■ **Kutipan Dokumen**:

Header Ads Widget

Menjawab Peran Azhariyyah dalam Membina Umat Bersama Ustadzah Rashda Diana

 


Ustadzah Rashda Diana, seorang azhariyyah alumni 98 yang memiliki warisan keilmuan dan tradisi pendidikan yang mendalam. Dalam acara sillaturrahmi PCI IKPM Gontor Kairo yang diadakan di Helwa Center Selasa (15/10) lalu, Kru Pena Darussalam berkesempatan untuk wawancara eksklusif bersama Ustadzah Rashda Diana, istri dari Prof. Din Syamsuddin. Dengan penuh kehangatan, beliau menyambut kru media Pena Darussalam untuk berbincang, berbagi pandangan dan pengalaman tentang bagaimana azhariyyah dapat memainkan peran yang signifikan dalam membangun masyarakat yang lebih baik, terutama melalui pendidikan.

■ **Bagian Latihan**:
a: Tentukan apakah setiap pernyataan berikut sesuai dengan kutipan dokumen di atas: (i) Ustadzah Rashda Diana adalah alumni 98; (ii) acara silaturahmi PCI IKPM Gontor Kairo diadakan pada hari Kamis; (iii) Ustadzah Rashda Diana adalah istri Prof. Din Syamsuddin. Jawab ya atau tidak untuk masing-masing, lalu sertakan kutipan persis dari kutipan dokumen yang menjadi penentunya.
b: Terjemahkan kalimat dari kutipan dokumen ini ke dalam bahasa Inggris: "Dengan penuh kehangatan, beliau menyambut kru media Pena Darussalam untuk berbincang, berbagi pandangan dan pengalaman tentang bagaimana azhariyyah dapat memainkan peran yang signifikan dalam membangun masyarakat yang lebih baik, terutama melalui pendidikan."

■ **Baris Tersimpan**:
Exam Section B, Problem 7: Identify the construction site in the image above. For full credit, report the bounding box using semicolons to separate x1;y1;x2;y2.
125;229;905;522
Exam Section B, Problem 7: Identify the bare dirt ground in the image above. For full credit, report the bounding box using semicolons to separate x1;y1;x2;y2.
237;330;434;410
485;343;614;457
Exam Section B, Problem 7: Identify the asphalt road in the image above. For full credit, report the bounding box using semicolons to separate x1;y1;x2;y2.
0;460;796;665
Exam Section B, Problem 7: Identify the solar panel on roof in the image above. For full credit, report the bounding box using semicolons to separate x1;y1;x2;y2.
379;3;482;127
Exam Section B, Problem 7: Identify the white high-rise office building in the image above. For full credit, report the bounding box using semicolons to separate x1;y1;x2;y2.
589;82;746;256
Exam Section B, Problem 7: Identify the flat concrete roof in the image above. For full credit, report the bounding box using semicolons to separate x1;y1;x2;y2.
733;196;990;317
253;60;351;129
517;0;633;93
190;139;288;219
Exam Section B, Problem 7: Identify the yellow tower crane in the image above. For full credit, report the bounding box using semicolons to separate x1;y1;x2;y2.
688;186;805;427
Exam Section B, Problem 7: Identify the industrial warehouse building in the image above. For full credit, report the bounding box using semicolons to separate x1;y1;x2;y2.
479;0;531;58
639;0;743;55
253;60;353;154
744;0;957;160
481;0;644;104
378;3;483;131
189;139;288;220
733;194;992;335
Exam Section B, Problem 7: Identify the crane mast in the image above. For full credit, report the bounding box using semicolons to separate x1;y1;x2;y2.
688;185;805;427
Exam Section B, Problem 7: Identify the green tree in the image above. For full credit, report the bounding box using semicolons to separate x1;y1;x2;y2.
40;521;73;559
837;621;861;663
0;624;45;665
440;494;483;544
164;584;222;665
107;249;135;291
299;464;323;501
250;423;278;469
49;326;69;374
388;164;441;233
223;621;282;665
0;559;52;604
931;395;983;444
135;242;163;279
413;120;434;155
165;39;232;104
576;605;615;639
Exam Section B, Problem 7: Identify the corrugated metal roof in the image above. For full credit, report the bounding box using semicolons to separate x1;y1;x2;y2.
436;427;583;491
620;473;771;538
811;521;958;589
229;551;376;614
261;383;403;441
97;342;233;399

■ **Jawaban Soal**:
a:
(i) Ya: "seorang azhariyyah alumni 98".
(ii) Tidak: "diadakan di Helwa Center Selasa (15/10) lalu".
(iii) Ya: "istri dari Prof. Din Syamsuddin".

b: With great warmth, she welcomed the Pena Darussalam media crew to talk and share her views and experiences on how azhariyyah can play a significant role in building a better society, especially through education.